* _What to produce_:
The records below are to be quoted in full; please keep every word exact.

start The records

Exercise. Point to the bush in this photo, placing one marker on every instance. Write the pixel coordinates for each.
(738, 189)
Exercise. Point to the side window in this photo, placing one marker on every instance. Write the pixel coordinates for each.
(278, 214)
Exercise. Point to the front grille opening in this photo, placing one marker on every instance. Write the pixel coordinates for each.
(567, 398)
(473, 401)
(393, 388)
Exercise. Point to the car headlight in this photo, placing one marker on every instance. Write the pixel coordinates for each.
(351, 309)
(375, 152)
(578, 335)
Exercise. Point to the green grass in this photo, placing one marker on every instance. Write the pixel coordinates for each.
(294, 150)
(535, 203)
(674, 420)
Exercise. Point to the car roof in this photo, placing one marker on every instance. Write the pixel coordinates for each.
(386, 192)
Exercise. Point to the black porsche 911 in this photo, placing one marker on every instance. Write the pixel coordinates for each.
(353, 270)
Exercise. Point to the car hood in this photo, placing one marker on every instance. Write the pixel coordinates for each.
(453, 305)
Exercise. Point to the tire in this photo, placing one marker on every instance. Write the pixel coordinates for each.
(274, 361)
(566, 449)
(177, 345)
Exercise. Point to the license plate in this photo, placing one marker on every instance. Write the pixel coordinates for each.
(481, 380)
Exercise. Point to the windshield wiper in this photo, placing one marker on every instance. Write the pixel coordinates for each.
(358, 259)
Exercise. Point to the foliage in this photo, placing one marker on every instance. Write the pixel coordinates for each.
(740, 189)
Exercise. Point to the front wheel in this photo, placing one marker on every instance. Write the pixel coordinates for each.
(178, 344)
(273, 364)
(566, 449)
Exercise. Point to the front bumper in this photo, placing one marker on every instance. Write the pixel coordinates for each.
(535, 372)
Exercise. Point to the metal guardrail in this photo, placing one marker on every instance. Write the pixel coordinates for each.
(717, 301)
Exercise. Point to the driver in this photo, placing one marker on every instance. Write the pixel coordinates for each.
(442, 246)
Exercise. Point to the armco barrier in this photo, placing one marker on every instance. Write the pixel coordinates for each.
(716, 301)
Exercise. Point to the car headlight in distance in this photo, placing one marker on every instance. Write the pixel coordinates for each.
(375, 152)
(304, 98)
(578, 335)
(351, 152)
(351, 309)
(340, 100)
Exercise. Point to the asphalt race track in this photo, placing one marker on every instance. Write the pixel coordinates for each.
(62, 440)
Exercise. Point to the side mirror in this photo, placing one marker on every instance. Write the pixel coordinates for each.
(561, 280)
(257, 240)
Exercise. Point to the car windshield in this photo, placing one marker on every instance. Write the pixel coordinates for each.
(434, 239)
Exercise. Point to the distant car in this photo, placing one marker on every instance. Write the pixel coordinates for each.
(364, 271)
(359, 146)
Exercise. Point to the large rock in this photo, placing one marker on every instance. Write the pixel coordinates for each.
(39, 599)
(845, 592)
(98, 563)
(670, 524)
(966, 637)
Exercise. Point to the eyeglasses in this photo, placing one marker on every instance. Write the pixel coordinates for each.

end The records

* _Response below_:
Exercise. Point to the bush in this photo, placing one marker on every instance. Write the pixel coordinates for each.
(738, 189)
Exercise. Point to the side window in this photo, placing one marker on every instance. Write the pixel coordinates for each.
(278, 214)
Exercise. Point to the front grille opening in this photo, placing one marker on every instance. Write the pixel coordinates for each.
(567, 398)
(473, 401)
(393, 388)
Exercise. Point to the car headlight in this photo, placing one marker on every instance. Write the pixel coordinates for each.
(351, 309)
(375, 152)
(578, 335)
Exercise. Point to the green grass in this photo, placing one marker on every instance. Write the pixel coordinates for each.
(294, 150)
(535, 203)
(674, 420)
Exercise. Point to the car roof in this photo, placing one marker on every instance. Write the pixel coordinates for each.
(386, 192)
Exercise. Point to the black porsche 911 in this photo, placing one marker on every instance. Write the pixel coordinates for each.
(353, 270)
Exercise. Point to the car hood in this photo, placing one marker on every instance. Write the pixel coordinates for each.
(453, 305)
Exercise. Point to the tire in this photo, placing one marker on every instance. Write the pixel coordinates for each.
(274, 361)
(566, 449)
(177, 345)
Exercise. Point to the license plate in this photo, placing one marker on every instance. Write the pixel coordinates for each.
(481, 380)
Exercise. Point to the windshield wiper in this photo, placing one marker on every instance. Write the pixel coordinates for each.
(358, 259)
Exercise. Point to the foliage in this photo, placing one marker on every instance. Write the pixel coordinates for each.
(740, 189)
Exercise. Point to the front wheel in this photo, placing one marker on every instance. Write the pixel coordinates for each.
(178, 344)
(273, 364)
(566, 449)
Exercise. Point to the front bumper in this photo, placing one marker on every instance. Write the pixel coordinates for each.
(535, 372)
Exercise. Point to the metal guardrail in this photo, placing one marker on every instance. Write the pixel coordinates for each.
(717, 301)
Exercise. Point to the driver in this photo, placing one marker on every instance. Write the pixel coordinates for each.
(442, 246)
Exercise. Point to the armco barrier in this photo, placing one marker on every instance. Write the pixel coordinates for each.
(716, 301)
Exercise. Point to the car headlight in distance in this photo, placing one marker on every instance. Write the pixel coordinates for each.
(375, 152)
(304, 98)
(578, 335)
(351, 152)
(351, 309)
(340, 100)
Exercise. Point to the asphalt race track in this photo, placing one marker on every instance. Write the pixel coordinates for each.
(62, 440)
Exercise. Point to the side mirror in this photo, placing one marker on every instance. Write the pixel coordinates for each.
(561, 280)
(257, 240)
Exercise. Point to the car windshield in this photo, placing one marker on every instance. Write the pixel coordinates for each.
(434, 239)
Exercise. Point to the distant car in this photo, placing one marker on every instance. Write the pixel coordinates for each.
(364, 271)
(359, 146)
Exercise. Point to the large rock in this photo, placing one marker on every instance. Write the pixel coordinates for each.
(39, 599)
(845, 592)
(98, 563)
(670, 524)
(966, 637)
Exercise. Point to the eyeglasses in this photo, placing one marker on every instance. Write the pixel coordinates for each.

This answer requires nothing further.